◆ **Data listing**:

################

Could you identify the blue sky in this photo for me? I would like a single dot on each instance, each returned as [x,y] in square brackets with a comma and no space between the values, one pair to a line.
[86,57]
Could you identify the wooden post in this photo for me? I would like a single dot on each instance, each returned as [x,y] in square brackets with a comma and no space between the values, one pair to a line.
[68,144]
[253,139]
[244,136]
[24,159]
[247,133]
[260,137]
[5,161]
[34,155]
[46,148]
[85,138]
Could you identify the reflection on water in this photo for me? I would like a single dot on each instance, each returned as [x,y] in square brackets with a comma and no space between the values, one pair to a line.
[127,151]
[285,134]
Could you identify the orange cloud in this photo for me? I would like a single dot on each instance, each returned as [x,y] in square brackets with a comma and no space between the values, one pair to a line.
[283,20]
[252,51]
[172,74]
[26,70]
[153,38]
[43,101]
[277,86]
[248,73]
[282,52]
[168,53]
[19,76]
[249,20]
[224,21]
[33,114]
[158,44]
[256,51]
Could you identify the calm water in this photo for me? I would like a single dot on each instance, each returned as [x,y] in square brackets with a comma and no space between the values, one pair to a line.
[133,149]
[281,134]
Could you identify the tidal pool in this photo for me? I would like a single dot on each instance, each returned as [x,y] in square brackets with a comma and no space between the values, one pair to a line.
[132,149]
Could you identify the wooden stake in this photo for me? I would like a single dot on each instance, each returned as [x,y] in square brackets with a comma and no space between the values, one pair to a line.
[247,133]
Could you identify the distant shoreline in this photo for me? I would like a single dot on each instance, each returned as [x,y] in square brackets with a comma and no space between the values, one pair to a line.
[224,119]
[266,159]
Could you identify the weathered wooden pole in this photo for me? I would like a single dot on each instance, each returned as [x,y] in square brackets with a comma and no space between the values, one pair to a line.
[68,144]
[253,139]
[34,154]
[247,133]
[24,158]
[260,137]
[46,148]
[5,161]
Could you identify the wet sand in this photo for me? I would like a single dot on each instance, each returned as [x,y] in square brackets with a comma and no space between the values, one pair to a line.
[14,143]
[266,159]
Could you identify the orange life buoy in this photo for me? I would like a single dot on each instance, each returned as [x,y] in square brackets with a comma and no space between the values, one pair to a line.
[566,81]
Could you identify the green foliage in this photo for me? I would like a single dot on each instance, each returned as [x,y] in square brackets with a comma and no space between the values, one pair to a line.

################

◆ **Description of the task**: Rewrite the data from the line containing "Could you identify the calm" through the end of the data, inclusive, replacing every "wooden" with "timber" and leaving everything else unchanged.

◆ **Response to this task**:
Could you identify the calm water in this photo for me? I would like a single dot on each instance, each returned as [x,y] in square brackets with a comma and no space between the values, one pair to a line.
[133,149]
[281,134]
Could you identify the tidal pool in this photo for me? I would like a single dot on each instance, each returned as [x,y] in square brackets with a comma and no space between the values, one pair to a line.
[132,149]
Could you identify the timber stake in this photo for me? I would like a single dot on each instance, each returned as [x,y] in square brackets with a comma and no space between the values, one pair to a line.
[247,133]
Could you identify the distant shoreline in this photo for me? I would like a single dot on each instance, each returned as [x,y] in square brackets with a comma and no space between the values, one pair to a line.
[224,119]
[266,159]
Could you identify the weathered timber pole in this photo for me? I would like a single dot on each instance, each returned as [x,y] in square brackets with a comma and no space between the values, one pair to a line.
[68,144]
[253,139]
[34,154]
[247,133]
[24,158]
[260,137]
[46,148]
[5,161]
Could you identify the wet sand in this photo for me? I would like a single dot on each instance, each returned as [x,y] in square brackets with a comma and no space between the values, one pair to a line.
[14,143]
[266,159]
Could you identify the orange life buoy in this photo for me? I would like a single dot on each instance, each returned as [x,y] in square brackets with a comma and no space between the values, one pair to a line.
[566,81]
Could you identify the green foliage in this photo for me? I would like a single dot on each instance, each returned as [x,y] in square brackets with a comma and no space between the values, one pair to a line.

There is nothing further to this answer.